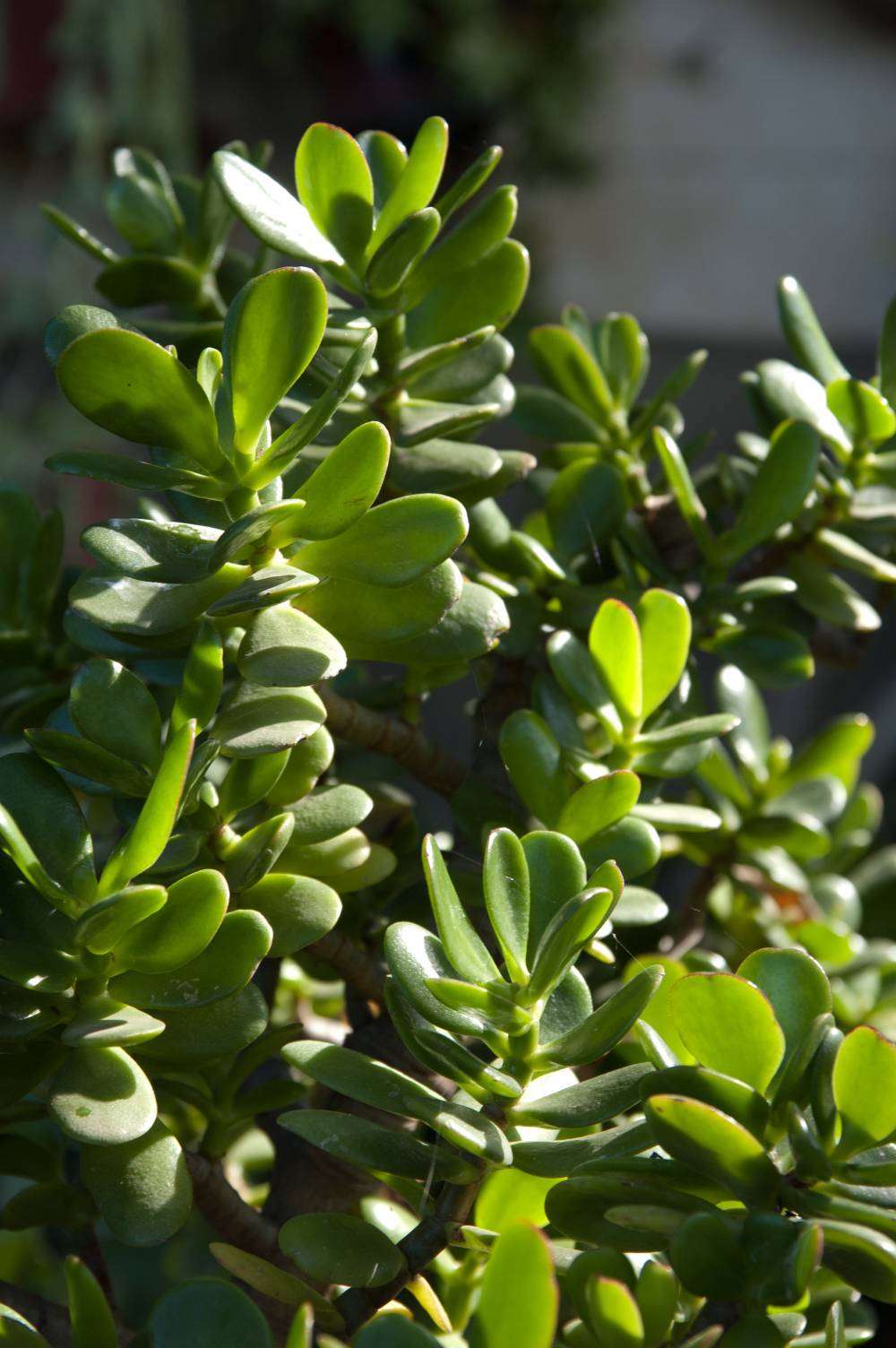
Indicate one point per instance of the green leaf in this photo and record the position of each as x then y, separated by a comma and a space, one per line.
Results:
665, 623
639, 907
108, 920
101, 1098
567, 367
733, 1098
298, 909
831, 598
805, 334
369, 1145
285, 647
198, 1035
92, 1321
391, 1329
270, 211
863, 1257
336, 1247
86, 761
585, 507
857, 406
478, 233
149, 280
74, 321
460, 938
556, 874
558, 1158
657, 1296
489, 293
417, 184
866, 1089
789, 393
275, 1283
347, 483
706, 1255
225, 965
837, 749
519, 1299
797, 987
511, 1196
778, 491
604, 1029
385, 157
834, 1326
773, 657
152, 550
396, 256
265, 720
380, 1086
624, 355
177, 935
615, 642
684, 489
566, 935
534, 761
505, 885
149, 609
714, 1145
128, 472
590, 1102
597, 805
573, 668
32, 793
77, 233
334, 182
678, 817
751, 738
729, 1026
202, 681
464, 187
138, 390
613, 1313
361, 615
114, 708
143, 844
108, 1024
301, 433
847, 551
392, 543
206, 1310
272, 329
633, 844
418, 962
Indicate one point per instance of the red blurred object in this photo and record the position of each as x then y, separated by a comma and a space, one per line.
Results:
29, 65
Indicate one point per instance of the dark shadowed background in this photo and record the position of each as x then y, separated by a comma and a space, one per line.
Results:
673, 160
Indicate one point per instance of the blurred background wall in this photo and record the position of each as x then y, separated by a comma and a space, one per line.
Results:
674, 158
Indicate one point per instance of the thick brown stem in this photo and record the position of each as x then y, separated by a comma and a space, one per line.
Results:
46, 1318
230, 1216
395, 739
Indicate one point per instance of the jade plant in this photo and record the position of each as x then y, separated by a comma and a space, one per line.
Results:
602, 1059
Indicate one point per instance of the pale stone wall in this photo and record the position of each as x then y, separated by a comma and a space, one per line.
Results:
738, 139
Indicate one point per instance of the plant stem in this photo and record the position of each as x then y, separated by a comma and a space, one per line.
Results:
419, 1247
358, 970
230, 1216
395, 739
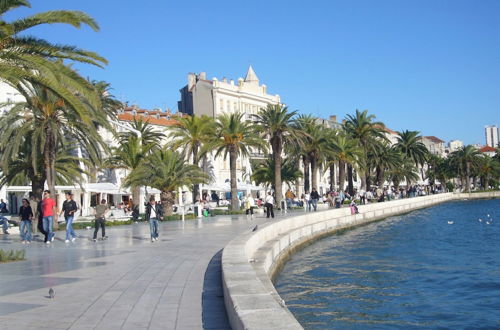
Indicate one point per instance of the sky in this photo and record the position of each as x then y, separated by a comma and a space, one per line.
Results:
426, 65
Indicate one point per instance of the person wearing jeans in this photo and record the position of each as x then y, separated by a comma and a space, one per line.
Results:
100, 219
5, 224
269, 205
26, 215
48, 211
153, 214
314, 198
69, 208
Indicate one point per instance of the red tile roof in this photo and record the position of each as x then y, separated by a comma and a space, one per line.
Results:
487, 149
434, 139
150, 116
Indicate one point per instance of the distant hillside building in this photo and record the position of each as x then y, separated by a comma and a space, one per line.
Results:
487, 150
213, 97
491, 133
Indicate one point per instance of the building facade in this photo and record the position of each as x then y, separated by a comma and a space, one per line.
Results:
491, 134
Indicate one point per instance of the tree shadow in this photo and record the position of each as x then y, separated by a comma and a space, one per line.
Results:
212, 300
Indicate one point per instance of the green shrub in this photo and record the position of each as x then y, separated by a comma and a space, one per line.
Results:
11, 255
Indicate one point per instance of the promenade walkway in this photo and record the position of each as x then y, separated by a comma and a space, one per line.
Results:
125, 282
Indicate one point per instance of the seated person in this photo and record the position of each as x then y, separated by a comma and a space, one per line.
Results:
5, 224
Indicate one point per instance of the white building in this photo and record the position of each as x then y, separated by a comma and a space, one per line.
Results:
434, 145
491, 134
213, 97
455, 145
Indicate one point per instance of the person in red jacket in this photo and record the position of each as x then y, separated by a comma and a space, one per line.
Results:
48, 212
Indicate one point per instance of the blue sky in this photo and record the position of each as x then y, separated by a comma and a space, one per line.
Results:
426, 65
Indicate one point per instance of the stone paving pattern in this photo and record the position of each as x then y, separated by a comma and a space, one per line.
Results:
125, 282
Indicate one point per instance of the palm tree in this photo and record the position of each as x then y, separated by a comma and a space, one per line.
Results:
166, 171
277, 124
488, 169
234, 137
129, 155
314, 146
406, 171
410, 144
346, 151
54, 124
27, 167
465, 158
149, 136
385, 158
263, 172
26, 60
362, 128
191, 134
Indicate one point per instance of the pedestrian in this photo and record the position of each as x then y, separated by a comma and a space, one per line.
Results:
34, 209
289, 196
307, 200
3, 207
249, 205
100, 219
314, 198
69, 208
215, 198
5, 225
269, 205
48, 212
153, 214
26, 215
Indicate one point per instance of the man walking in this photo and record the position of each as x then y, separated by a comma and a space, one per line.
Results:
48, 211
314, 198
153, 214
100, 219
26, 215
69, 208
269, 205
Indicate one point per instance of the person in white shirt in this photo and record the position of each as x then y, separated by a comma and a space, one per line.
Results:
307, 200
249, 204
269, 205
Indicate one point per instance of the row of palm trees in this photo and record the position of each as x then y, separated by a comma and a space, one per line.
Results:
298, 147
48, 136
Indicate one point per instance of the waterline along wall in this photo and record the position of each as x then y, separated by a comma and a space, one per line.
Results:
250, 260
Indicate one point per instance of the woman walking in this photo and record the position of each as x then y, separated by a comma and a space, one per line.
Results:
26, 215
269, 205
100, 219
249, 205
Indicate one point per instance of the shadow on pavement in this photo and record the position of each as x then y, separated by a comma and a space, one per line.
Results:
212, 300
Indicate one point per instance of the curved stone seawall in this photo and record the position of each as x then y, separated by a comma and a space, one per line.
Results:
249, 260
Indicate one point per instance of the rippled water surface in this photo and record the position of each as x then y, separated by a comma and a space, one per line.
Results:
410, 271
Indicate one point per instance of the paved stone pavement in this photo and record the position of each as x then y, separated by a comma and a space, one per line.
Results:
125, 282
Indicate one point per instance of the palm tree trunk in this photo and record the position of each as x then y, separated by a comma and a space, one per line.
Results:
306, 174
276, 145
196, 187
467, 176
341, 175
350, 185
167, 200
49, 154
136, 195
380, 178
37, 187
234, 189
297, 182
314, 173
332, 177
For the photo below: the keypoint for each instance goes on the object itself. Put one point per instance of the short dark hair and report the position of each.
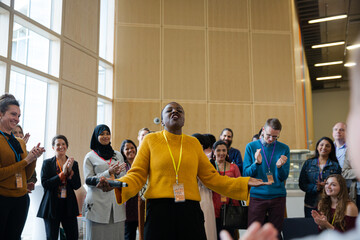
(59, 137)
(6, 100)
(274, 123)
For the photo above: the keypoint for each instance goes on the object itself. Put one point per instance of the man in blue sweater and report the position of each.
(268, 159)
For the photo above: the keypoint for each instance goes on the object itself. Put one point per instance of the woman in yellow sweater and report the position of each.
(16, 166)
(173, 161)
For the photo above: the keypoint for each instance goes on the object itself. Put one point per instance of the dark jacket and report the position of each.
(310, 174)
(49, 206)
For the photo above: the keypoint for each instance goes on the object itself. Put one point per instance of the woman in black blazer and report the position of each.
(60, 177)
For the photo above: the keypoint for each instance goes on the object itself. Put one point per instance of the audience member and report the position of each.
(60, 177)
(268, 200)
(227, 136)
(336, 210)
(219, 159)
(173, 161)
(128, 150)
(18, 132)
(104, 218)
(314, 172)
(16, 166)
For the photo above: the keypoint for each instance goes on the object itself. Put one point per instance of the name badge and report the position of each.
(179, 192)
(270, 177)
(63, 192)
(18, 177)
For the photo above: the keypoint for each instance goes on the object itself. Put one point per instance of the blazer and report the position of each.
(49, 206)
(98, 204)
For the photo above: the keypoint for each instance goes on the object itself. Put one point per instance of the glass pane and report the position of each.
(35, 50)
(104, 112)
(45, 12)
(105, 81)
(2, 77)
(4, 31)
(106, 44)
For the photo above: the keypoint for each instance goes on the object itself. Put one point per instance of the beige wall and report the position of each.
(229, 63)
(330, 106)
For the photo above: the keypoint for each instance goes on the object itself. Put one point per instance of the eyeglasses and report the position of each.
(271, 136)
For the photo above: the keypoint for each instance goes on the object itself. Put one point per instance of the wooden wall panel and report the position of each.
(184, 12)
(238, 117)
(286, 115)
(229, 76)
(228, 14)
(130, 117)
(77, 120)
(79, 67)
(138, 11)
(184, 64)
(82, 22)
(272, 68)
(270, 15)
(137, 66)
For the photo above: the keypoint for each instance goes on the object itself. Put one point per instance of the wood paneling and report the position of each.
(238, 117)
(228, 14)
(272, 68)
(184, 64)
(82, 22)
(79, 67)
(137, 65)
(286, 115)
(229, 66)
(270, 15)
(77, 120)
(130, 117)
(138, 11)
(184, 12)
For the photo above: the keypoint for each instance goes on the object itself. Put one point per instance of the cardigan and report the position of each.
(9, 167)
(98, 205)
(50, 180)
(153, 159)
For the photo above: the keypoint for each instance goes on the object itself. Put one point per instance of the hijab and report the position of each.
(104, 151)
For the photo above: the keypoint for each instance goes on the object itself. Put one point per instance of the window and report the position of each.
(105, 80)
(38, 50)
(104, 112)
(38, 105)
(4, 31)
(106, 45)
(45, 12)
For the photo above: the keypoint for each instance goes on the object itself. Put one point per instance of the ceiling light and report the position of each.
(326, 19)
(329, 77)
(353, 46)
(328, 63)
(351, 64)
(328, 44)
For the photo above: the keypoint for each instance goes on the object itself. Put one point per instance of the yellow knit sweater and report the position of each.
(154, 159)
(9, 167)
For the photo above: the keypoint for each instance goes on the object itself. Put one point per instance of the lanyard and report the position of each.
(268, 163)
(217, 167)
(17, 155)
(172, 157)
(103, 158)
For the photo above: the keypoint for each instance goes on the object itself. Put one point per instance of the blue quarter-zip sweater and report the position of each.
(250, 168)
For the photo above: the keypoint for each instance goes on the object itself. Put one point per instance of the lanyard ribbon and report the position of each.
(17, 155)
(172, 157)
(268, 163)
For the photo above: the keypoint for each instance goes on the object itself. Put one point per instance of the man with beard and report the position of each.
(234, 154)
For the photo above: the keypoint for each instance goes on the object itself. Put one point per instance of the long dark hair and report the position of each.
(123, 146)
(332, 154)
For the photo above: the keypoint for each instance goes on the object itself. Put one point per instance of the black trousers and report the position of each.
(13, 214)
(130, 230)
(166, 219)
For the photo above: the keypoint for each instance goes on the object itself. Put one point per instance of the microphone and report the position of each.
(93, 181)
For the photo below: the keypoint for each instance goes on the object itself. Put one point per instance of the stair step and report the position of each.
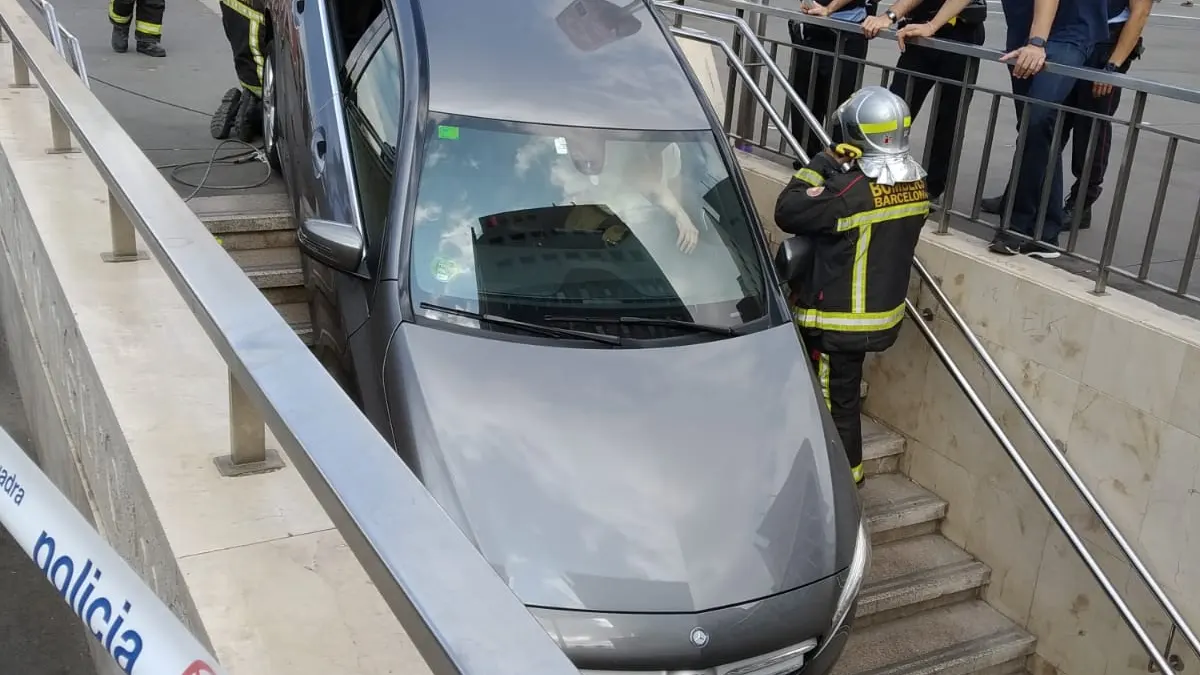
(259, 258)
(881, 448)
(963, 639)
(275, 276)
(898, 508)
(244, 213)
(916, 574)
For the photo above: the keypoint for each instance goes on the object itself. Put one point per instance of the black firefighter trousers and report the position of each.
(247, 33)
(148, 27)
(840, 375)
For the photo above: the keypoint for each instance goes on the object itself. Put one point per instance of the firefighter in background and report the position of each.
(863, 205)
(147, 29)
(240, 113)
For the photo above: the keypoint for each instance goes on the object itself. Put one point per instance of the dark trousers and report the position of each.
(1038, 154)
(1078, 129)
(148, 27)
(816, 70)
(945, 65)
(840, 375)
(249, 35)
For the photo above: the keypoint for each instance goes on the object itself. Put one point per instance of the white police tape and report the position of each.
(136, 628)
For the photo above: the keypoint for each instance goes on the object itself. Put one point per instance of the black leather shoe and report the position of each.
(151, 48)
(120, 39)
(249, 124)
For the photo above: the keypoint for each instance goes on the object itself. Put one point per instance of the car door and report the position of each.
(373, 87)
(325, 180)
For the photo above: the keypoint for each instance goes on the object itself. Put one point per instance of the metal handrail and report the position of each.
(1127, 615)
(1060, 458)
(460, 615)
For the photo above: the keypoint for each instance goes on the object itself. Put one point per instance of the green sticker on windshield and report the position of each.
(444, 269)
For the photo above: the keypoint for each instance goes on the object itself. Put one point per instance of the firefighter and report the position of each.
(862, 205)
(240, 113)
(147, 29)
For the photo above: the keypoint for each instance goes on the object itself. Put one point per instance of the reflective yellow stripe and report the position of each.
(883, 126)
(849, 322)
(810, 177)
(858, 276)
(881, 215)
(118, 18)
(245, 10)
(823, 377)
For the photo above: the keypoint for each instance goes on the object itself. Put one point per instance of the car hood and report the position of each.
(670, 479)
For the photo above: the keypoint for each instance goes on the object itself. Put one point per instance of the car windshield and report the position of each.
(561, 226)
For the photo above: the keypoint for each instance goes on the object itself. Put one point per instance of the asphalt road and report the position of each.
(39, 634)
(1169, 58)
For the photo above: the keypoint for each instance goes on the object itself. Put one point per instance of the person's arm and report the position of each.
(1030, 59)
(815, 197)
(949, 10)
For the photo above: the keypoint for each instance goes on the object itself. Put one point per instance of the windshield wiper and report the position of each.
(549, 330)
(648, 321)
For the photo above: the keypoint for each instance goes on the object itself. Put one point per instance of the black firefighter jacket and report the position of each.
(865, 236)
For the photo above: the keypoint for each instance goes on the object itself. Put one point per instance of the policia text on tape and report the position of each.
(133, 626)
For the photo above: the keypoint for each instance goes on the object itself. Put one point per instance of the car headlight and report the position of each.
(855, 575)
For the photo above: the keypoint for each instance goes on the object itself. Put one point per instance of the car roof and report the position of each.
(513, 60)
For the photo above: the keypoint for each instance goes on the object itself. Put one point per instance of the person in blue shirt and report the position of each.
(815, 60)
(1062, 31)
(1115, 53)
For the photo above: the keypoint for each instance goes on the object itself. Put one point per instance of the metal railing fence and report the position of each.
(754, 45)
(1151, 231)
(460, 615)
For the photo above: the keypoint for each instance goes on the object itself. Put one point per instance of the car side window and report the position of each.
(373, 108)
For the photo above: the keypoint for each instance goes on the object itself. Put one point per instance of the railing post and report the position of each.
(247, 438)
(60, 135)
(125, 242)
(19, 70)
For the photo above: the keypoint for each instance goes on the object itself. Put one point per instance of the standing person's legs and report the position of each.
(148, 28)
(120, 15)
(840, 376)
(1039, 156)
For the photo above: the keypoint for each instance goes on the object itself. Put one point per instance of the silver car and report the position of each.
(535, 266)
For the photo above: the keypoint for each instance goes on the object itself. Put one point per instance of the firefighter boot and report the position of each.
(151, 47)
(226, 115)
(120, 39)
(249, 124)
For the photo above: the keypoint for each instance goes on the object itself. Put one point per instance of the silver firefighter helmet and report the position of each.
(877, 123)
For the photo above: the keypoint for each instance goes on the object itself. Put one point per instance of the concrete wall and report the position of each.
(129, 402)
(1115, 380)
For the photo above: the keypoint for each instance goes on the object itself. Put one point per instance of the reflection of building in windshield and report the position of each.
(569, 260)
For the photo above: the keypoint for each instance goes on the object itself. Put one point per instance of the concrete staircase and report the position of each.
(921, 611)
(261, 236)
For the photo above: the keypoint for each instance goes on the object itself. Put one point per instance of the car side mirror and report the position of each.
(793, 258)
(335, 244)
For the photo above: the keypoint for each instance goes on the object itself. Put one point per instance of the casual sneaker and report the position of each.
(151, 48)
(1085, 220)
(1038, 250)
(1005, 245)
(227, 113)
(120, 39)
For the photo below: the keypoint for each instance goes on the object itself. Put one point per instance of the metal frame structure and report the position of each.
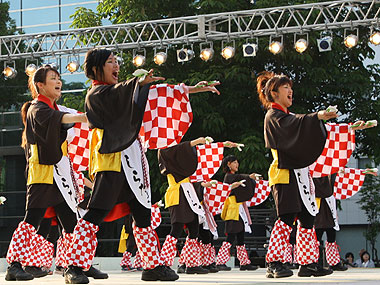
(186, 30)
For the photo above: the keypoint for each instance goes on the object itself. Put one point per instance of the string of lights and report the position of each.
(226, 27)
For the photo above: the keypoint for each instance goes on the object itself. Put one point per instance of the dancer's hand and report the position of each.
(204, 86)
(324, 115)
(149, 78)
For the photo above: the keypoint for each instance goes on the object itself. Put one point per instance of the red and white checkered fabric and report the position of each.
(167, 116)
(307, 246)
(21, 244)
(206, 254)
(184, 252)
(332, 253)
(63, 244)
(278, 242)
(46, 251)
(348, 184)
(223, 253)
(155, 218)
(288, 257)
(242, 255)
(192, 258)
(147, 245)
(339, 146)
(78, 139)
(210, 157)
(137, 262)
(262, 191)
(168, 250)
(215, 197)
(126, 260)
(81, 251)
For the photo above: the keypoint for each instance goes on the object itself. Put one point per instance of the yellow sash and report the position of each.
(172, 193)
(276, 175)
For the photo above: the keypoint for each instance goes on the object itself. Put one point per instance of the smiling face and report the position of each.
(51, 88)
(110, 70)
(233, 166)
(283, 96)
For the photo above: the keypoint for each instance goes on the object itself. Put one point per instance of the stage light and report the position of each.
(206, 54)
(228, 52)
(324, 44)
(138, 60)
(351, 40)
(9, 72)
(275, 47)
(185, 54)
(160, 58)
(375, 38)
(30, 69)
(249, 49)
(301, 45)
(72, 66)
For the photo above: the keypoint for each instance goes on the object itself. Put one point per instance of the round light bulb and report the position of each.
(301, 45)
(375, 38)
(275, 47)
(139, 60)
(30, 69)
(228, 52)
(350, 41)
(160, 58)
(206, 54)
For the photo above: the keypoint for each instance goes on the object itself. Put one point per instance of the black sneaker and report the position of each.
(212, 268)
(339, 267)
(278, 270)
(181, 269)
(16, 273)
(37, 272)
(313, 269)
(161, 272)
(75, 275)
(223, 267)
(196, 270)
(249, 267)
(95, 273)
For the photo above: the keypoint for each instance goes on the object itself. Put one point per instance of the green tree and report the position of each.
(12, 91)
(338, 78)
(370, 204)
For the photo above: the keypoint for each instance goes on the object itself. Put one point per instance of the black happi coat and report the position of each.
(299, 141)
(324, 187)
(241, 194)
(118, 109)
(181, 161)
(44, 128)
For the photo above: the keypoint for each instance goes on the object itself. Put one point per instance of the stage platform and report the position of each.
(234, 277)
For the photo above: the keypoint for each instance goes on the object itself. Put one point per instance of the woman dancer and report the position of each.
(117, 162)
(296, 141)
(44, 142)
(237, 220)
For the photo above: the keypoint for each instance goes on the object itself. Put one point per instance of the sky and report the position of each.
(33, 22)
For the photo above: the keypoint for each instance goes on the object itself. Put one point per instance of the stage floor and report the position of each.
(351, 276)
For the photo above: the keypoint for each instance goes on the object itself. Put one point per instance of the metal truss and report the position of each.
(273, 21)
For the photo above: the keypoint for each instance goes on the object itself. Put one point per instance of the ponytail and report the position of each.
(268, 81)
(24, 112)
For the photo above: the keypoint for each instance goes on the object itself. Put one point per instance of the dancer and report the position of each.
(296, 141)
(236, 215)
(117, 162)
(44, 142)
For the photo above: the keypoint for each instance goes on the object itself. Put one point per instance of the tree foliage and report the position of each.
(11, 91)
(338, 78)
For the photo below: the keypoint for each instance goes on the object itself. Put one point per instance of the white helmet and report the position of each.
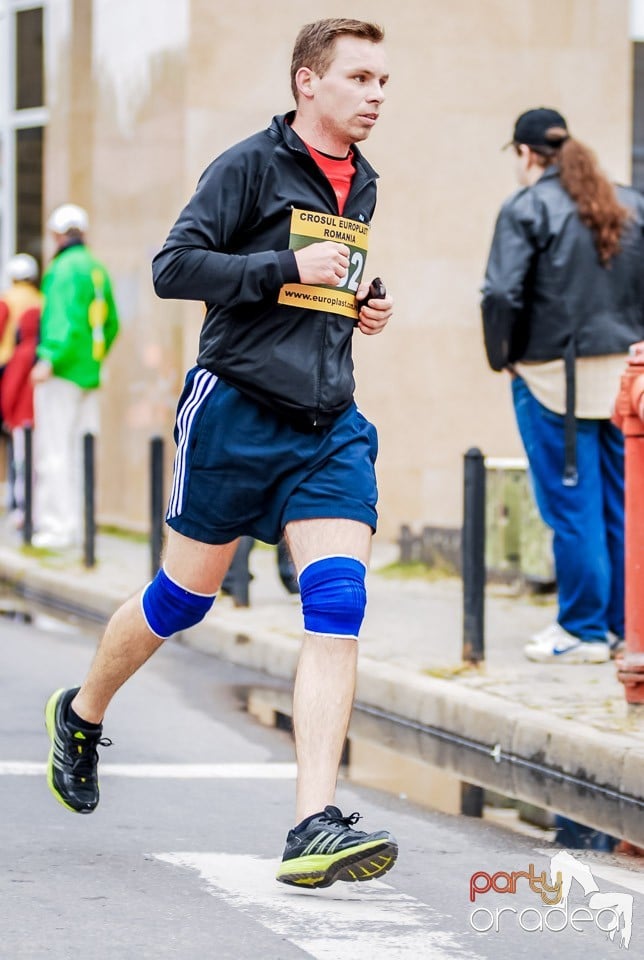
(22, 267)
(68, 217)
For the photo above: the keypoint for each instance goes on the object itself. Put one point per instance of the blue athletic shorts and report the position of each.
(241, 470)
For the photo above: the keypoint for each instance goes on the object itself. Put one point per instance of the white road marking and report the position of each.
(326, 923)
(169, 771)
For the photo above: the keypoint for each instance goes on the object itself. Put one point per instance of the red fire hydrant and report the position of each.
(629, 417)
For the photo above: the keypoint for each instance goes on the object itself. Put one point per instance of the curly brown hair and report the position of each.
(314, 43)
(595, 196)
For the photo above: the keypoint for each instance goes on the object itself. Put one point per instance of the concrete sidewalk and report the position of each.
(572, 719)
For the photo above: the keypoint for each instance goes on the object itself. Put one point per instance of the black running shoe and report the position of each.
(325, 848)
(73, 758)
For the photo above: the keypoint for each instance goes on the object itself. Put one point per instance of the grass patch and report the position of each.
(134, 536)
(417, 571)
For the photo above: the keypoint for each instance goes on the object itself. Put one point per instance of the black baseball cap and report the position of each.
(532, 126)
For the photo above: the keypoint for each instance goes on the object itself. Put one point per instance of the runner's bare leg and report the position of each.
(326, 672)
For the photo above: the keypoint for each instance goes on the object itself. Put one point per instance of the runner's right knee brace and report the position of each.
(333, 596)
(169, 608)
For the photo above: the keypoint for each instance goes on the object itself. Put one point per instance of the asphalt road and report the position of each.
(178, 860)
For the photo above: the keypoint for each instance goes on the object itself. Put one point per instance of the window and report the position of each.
━━━
Repeat word for word every line from the one that holds "leg and report the position of each." to the end. Both ends count.

■ EXERCISE OUTPUT:
For the photo above: the keypoint for each instance goes on the object itself. Put one point per instance of the runner's bare leg and report the position of each.
(326, 672)
For the photo above: the keypoint for each instance goes on the object itself. Put one point per instance of the runner's right knee brace and report the position of each.
(333, 596)
(169, 608)
For the photo above: the keypoint for each instance goes on the object itself. Put one point per instance of the asphalt road and report the position of each.
(178, 860)
For the photo above: the keypoint for each instance goes on the object itself. Put one point per instance of the window and report the position of each.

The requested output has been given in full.